_Supplied data_:
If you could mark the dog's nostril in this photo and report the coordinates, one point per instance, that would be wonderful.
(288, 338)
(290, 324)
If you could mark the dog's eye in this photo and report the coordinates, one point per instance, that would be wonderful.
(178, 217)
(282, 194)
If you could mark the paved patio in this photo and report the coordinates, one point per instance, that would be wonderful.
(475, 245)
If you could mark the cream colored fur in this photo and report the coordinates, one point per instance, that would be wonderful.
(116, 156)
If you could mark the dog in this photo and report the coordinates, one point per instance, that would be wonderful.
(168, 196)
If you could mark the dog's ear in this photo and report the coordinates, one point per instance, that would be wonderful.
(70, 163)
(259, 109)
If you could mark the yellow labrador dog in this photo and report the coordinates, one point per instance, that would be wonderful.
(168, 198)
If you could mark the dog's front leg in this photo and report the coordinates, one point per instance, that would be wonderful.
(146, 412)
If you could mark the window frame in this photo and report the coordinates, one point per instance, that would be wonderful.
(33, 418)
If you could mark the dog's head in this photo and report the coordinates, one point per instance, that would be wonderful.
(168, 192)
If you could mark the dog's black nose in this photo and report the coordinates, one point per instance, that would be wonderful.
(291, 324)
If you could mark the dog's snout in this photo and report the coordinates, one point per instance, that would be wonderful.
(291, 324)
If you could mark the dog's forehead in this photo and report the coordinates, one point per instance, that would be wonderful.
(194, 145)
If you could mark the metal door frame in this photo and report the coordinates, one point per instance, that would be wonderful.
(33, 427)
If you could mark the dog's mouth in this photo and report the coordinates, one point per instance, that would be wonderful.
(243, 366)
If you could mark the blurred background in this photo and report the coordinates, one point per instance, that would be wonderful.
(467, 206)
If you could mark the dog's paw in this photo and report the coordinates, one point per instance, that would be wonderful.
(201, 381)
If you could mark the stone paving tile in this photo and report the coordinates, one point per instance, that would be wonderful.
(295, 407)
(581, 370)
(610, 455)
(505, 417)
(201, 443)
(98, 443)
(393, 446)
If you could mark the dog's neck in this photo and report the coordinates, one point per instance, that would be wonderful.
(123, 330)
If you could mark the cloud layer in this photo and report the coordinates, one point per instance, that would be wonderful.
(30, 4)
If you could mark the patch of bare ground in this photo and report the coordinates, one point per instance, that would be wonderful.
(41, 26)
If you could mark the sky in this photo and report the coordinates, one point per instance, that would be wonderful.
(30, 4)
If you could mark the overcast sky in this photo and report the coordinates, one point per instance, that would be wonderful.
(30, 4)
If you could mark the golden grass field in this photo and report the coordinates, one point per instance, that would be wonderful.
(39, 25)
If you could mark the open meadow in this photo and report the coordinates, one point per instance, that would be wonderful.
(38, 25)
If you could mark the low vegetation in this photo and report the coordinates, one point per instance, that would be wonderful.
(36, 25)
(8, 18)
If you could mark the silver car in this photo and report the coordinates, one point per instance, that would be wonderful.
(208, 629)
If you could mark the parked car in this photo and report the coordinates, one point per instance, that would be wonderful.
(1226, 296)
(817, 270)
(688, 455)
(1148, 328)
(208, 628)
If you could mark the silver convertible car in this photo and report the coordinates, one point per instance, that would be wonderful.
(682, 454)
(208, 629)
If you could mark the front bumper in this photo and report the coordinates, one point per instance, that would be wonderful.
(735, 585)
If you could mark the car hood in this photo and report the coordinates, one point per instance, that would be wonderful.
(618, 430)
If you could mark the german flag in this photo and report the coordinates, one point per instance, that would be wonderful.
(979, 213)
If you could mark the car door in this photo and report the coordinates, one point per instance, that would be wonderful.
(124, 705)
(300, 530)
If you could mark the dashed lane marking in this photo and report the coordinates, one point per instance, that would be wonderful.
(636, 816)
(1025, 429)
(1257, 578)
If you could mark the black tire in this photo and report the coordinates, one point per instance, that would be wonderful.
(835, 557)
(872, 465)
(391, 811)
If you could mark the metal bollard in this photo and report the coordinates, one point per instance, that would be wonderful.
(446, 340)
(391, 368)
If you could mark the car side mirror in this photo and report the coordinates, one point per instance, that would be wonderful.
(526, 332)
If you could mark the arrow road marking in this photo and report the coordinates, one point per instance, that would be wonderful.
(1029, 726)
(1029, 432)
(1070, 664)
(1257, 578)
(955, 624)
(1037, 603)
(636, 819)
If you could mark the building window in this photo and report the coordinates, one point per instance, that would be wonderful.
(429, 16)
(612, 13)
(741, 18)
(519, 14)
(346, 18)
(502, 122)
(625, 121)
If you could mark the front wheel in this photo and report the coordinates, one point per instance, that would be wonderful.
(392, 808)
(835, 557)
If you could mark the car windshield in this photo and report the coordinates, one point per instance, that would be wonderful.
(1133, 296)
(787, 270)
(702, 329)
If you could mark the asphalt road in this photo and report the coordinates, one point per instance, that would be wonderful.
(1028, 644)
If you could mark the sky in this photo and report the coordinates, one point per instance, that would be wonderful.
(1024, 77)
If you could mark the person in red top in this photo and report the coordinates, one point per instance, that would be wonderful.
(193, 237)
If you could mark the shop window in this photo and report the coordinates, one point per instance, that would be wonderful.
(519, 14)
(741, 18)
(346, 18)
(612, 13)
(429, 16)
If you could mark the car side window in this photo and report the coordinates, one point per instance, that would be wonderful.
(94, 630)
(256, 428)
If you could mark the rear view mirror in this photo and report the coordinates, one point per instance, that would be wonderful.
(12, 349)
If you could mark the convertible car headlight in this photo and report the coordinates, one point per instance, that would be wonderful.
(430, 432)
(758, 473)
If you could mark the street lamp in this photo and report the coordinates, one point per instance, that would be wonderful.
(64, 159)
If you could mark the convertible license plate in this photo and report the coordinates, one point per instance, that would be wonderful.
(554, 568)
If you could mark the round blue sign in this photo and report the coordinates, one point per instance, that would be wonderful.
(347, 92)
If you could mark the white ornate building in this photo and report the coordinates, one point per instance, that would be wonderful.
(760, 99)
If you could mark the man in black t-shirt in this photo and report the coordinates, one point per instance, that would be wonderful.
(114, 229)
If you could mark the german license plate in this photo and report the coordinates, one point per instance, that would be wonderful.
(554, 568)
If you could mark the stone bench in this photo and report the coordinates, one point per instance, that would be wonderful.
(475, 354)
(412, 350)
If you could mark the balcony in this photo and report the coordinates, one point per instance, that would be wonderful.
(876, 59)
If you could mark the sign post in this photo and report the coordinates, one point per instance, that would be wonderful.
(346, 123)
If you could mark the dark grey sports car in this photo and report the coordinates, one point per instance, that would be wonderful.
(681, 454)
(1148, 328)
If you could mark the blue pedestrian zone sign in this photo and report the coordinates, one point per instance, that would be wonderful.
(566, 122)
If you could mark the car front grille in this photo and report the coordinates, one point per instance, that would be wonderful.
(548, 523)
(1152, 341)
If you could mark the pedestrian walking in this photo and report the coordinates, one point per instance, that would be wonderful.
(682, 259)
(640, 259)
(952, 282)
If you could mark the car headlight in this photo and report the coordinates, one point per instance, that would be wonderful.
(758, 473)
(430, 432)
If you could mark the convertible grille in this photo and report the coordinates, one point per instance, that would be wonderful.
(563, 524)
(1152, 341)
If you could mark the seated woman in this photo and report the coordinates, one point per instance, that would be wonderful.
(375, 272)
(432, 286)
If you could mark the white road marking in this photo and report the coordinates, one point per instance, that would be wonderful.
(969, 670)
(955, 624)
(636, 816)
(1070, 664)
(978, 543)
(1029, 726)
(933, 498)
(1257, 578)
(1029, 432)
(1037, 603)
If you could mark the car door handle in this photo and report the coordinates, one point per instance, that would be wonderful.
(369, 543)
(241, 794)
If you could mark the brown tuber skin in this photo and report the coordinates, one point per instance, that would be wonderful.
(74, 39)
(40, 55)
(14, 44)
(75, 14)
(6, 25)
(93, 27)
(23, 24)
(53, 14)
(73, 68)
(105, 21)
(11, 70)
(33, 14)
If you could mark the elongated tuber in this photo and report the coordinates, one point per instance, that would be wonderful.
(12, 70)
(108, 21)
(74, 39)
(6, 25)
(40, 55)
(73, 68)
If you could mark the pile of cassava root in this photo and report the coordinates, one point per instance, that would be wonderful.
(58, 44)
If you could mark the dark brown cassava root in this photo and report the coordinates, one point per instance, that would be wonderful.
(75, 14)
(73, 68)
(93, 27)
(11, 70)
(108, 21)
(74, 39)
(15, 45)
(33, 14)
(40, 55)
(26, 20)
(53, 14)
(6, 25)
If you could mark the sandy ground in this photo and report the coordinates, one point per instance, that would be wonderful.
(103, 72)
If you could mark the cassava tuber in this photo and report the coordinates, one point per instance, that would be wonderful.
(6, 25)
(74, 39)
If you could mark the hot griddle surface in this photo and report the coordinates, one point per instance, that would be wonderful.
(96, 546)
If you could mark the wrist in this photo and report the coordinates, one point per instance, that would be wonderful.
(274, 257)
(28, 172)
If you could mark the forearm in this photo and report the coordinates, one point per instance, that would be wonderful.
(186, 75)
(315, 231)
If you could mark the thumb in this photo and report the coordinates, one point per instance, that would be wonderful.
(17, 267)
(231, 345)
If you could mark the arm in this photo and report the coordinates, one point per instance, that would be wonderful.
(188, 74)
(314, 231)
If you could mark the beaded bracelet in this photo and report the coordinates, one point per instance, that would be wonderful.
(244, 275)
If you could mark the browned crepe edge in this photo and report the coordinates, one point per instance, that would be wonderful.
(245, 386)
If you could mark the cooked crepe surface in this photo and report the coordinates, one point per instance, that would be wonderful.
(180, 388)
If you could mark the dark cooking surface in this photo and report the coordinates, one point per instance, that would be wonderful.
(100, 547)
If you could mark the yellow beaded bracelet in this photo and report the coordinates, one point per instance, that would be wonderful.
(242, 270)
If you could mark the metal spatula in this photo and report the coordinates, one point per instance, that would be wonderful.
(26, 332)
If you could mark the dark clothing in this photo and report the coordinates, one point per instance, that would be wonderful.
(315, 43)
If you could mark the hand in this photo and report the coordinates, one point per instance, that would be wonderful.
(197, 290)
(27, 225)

_The task_: Reproduce verbatim the rows starting with the one that contains "If you could mark the hand" and running through the final row above, including both of those rows.

_Result of the exercise_:
If you could mark the hand in this photo and report the coordinates, one point per instance, that would be wonderful.
(197, 290)
(27, 225)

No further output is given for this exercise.